THE PROBLEM. Restate word for word the lines from the one containing "Rules. Find each instance of the gooseneck" through the end of the listing below, with both ends included.

INFORMATION GIVEN.
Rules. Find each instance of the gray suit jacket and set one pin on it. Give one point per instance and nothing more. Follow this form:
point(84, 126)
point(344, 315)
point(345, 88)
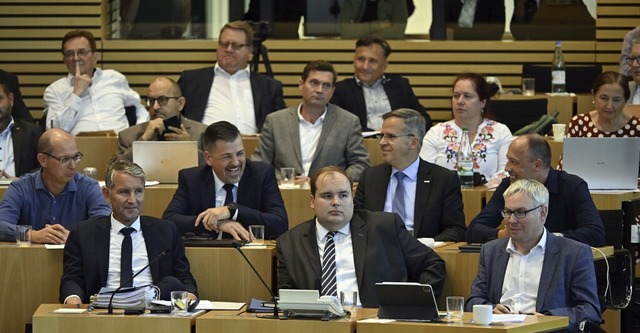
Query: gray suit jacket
point(126, 137)
point(567, 282)
point(340, 142)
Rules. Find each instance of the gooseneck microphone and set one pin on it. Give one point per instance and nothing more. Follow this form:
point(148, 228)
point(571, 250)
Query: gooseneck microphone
point(274, 299)
point(162, 254)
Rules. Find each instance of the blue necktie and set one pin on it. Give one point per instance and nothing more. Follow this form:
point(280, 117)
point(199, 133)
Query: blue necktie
point(329, 283)
point(398, 198)
point(126, 257)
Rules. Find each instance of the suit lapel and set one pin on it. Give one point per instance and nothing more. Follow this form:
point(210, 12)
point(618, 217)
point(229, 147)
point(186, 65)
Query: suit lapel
point(423, 189)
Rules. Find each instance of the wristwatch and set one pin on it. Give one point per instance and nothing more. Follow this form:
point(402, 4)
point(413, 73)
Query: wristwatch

REPLY.
Rules. Find each instance of the gooseneck microphone and set one pin on it. Give one point per instance and nothing more. Follow this form:
point(148, 228)
point(571, 250)
Query: gooseneck microphone
point(274, 299)
point(162, 254)
Rules. Find each instance of the blue necktie and set one pin on it. Give one point per instance and nothing more. Follow this form:
point(280, 117)
point(199, 133)
Query: blue necktie
point(329, 283)
point(398, 198)
point(126, 257)
Rules. Find each instance of the suit lapel and set one pin on it. Give one point per instance and nothing more. Follow this form:
point(210, 12)
point(618, 217)
point(229, 147)
point(186, 65)
Query: suit lapel
point(423, 189)
Rules. Find each instance of the wristwatch and set one pin on it. Give one point per instance and nothing more. Follow this form:
point(402, 4)
point(413, 73)
Query: wristwatch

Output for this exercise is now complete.